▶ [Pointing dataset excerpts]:
## Start
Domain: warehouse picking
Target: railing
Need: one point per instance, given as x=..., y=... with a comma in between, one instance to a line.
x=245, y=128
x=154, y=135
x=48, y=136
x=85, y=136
## End
▶ [Instructions to follow]: Give an exact repetition of all the material.

▶ [Completed exercise]:
Domain: warehouse picking
Target: railing
Need: one point per instance, given as x=..., y=... with a comma in between, one instance to a line.
x=245, y=128
x=154, y=135
x=48, y=136
x=85, y=136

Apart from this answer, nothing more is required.